[Start of Exercise inputs]

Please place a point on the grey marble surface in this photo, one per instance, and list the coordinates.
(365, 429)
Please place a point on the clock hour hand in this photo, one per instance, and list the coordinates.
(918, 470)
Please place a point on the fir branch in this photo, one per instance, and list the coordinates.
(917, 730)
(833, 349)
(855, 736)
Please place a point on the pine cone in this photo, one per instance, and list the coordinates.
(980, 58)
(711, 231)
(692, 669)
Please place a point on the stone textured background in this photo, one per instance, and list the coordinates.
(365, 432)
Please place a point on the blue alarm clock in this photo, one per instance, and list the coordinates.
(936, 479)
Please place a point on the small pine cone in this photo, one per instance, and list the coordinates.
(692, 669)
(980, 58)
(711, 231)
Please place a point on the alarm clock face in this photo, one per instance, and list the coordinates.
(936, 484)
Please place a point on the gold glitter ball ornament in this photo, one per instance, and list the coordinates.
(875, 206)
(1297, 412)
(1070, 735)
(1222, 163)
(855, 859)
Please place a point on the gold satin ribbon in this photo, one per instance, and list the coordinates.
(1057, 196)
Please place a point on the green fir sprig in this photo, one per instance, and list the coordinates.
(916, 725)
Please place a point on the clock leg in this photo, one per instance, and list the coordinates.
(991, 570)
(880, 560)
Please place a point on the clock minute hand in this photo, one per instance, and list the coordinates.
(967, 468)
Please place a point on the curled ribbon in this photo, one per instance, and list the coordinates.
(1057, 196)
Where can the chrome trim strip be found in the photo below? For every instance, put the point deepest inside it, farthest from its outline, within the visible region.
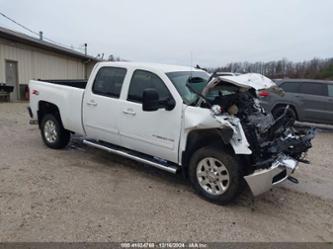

[End of Exercise inputs]

● Exercise brief
Update the items above by changing "pine cone" to "acorn" wherever it appears, keeping everything else the same. Leave the picture out of your answer.

● Result for this exercise
Please place a point on the grey marble surface in this photo, one per instance, and list the coordinates.
(365, 429)
Please place a point on the clock hour hand in this photo, one per instance, and list the coordinates.
(918, 470)
Please place a point on the fir branch in this photo, one per instance, and list the coordinates.
(917, 730)
(833, 349)
(855, 736)
Please place a point on the acorn in this photo, one per instance, and list the coordinates.
(980, 58)
(711, 231)
(692, 669)
Please place a point on the stone textured background in this photo, one per instance, and list the coordinates.
(365, 432)
Please place a point on the blue alarm clock in this photo, one per instance, and list the coordinates.
(936, 479)
Please place a point on the small acorn in this photo, one per instance, and list the coordinates.
(692, 669)
(980, 58)
(711, 231)
Please place a point on the alarm clock face in this photo, one per instance, and list the coordinates.
(936, 484)
Please place a point on the gold glitter ball ornament in this photo, one per instance, and list the coordinates.
(875, 206)
(1297, 412)
(1070, 735)
(1222, 163)
(855, 859)
Please place a point on the gold satin ribbon in this photo, one per instance, and list the coordinates.
(1057, 196)
Please place a point on the green fir sprig in this photo, one per instance, and list the coordinates.
(916, 725)
Please place a point on the clock leg in this photo, one per instance, and list the coordinates.
(991, 570)
(880, 560)
Please place a point on the clock minute hand in this photo, one per instance, and list the coordinates.
(967, 468)
Please place a point on the curled ribbon in this photo, one per instance, and list the coordinates.
(1057, 196)
Where can the chrome trim strip be found in the photo below? For every instance, put the point deepest inside it, farthest from its outline, within the visible region.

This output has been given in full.